▸ **ПРЕДОСТАВЛЕННЫЙ ОТРЫВОК**:
Собственная судьба подсказывала ему, что охота-исследование куда интересней, чем охота-убийство. Да и книги его ясно говорят в пользу первой. Безжалостные и кровожадные охотники из его ранних книг с годами изгонялись со страниц его прозы, уступая место охотникам вдумчивым и дальновидным. Если в его известной книге «Лесная газета на каждый год», сложившейся в 20-х годах, ещё встречалось не очень-то приятное восхищение удачными охотничьими выстрелами: «Бах!.. – и, колесом, колесом крутясь в воздухе, задний вальдшнеп медленно падает в кусты», и даже остроумные заглавия газетных заметок порой вызывали раздражение (так, заметка «Одураченные тетерева» рассказывала, как охотник убивает «глупых» птиц, подманивая их с помощью тетеревиного чучела), то в конце жизни, готовя серию популярных радиопередач «Вести из леса», Бианки начисто исключил из них подобные сцены. А в научно-фантастическом рассказе «Пули профессора Горлинко», где изображена охота будущего, пули охотника не убивают, а лишь временно усыпляют животных, чтобы можно было поймать их и приручить. Главным же оружием охотника оказываются фотоаппарат, кинокамера и магнитофон.

▸ **ПРЕДОСТАВЛЕННЫЙ МАТЕРИАЛ**:
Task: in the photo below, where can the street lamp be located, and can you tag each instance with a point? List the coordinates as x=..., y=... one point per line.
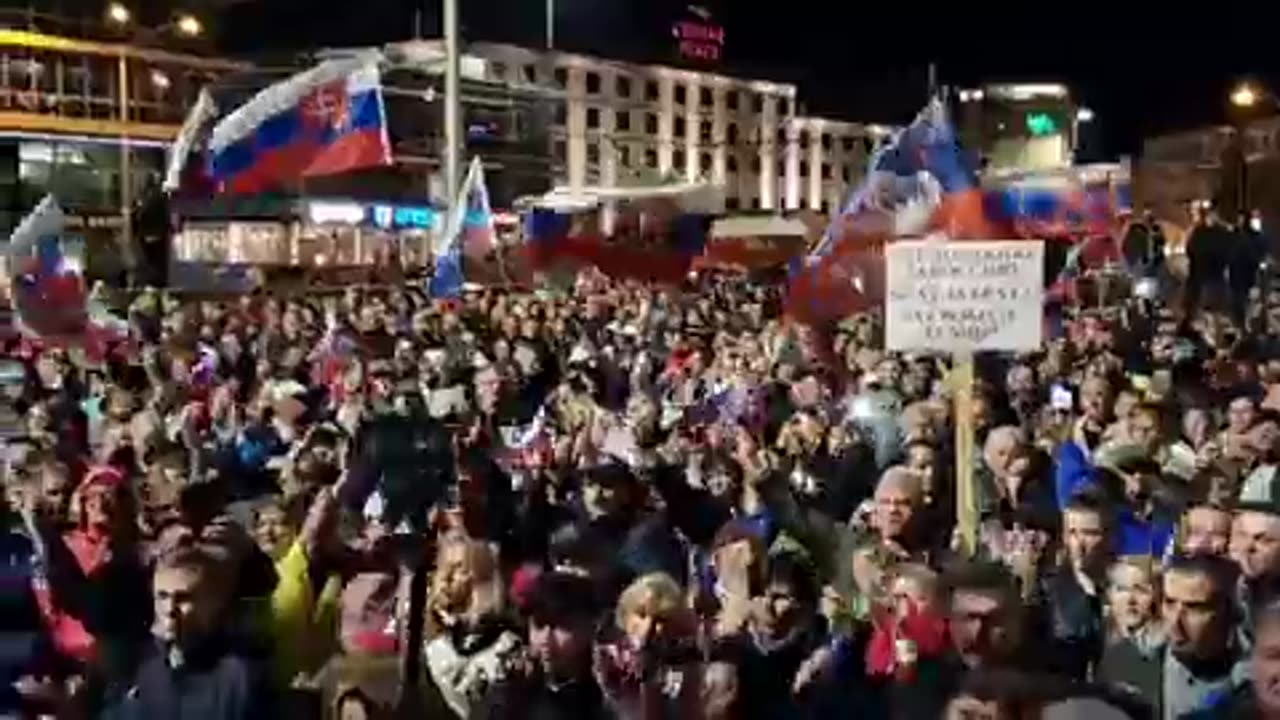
x=1244, y=96
x=190, y=26
x=118, y=13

▸ **ЗАДАНИЕ A**:
Проверьте по отрывку о книгах Бианки, верны ли утверждения: (i) книга «Лесная газета на каждый год» сложилась в 30-х годах; (ii) из радиопередач «Вести из леса» Бианки исключил сцены с охотничьими выстрелами; (iii) в рассказе «Пули профессора Горлинко» пули охотника убивают животных. Для каждого утверждения ответьте «да» или «нет» и дословно приведите решающие слова отрывка.
▸ **ЗАДАНИЕ B**:
Что оказывается главным оружием охотника в рассказе «Пули профессора Горлинко», согласно отрывку о книгах Бианки?
Материал для работы не понадобится.

▸ **РЕЗУЛЬТАТ ВЫПОЛНЕНИЯ A**:
(i) Нет: «сложившейся в 20-х годах».
(ii) Да: «Бианки начисто исключил из них подобные сцены».
(iii) Нет: «пули охотника не убивают, а лишь временно усыпляют животных».

▸ **РЕЗУЛЬТАТ ВЫПОЛНЕНИЯ B**:
Фотоаппарат, кинокамера и магнитофон.